■ **Given passage**
....

In a perfect world, what would I choose? I can answer that pretty easily - I'd be living on Coronado and writing novels that set me apart as a modern J.D. Salinger or Jack Kerouac. But I know that a perfect world in the reality of now is that I have the most incredible family that happens to live in a small townhome in a non-descript town in Colorado, and I turn out no writing of note. And that's exactly how I want it right now.

Wednesday, February 24, 2010

Nicaragua Journal

As I have time I am going to add the things I journaled while in Nicaragua. I might censor a little bit of the stuff with too much personal introspection. I'm not THAT vulnerable, and also add a few thoughts here and there...

2/12/10 - Friday

We arrived about 9 pm in Managua ... a mariachi band greeted us as we went through luggage. It was a strange blast to the senses after arriving in a foreign country, bu tit was cool, too. We jumped on buses and rode until I think about 1 am to San Ramon. I couldn't see anything out the windows - extremely dark roadsides - but I could certainly smell the agriculture. I'm glad we get to ride back to Managua in daylight next week. That souns crazy, next week ... I miss my kids already, so it's going to be interesting to see how I hold up! The dorm here (the "Quinta" as they call it) is basically a mansion. I had no idea what kind of sleeping arrangements to expect, o this is a pleasant surprise. Off to a great start!

2/13/10 - Saturday
We woke up and had orientation - then we sorted all of the medicine and other items that came in the bins that we packed and carried on the plane, getting them ready to take to the clinics in the villages. A lot of work on the tedious side, but it will be worth it when we see how it's used I bet.
The rest of the day was supposed to be free time with the "Veterans" team going out to work in a village only. I managed to get myself assigned to help them though, which was a great move. We rode about 20 minutes up the road to a school straight up the mountain. The views looked like LOST, except for the shacks peppering the landscape. I rode in back of a truck with Stuart and another kid and was fairly scared, haha.

....

■ **Information provided**
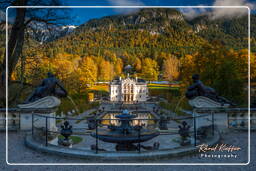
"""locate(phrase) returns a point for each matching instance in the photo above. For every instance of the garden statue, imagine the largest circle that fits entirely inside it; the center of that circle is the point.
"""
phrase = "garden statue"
(66, 131)
(184, 133)
(50, 86)
(199, 89)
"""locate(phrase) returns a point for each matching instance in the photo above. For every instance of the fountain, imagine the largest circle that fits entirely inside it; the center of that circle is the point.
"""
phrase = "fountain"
(125, 135)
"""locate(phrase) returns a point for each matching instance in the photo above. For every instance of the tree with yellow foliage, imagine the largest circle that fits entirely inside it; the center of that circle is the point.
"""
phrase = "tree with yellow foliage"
(171, 68)
(149, 69)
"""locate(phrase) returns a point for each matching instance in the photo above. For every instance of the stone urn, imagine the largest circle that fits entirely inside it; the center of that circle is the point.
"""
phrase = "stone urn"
(184, 133)
(66, 132)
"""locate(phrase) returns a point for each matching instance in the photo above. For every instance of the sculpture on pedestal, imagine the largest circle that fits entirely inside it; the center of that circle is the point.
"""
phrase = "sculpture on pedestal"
(50, 86)
(199, 89)
(184, 133)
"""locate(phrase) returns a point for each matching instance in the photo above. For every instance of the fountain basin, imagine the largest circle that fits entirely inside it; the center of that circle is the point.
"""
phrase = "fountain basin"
(117, 137)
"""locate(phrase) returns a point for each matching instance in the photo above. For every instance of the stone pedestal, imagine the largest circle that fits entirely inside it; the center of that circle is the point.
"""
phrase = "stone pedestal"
(204, 102)
(220, 118)
(49, 102)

....

■ **How to complete this task**
Carry on the Nicaragua journal from its last sentence.

■ **Response**
The school was a little two-room building with dirty floors and open-air windows. At one point something dropped on the ground and one the vets remarked that it was cleaner than the floors of the average home and picked it back up for use. I wasn't sure what that meant, but saw later when I walked around. Homes, with few exceptions, have dirt floors and cracks in the walls and roof that let in more dirt, water, etc.
The clinic was pretty cool. There were a couple of hundred people waiting there, most with little kids that looked sad and sick. People weren't very friendly there as opposed to Panama and Mexico. We'll see if that holds up, I hope it doesn't,
We sorted pills and packaged them, they were anti-worm pills that are given to virtually all of the little kids that come through the diagnosing station. Boring ... until one of the nurses came through and told us that each packet essentially saves a kid's life. Sobering - and suddenly it makes the work seem important instead of shackling.
Stu and I walked around a little bit, it was simple and poor. Dirty and kind of simply cool. I thought about the simplicity of life and it's kind of appealing in some ways, you know? Especially if I had never know the things I know as comforts now.
The kids are cute, but it's really sad to see how sick most looked. Maybe it's because we were at a medical clinic, and it's not every kid though? I hope so.
We rode on top of the bus coming back down the mountain. I t was pretty neat - temperature was nicer, but we had to duck low-hanging branches.
I miss Josie and my babies a ton. Gonna be a hard week! It's almost dinnertime now, we'll see what tonight holds.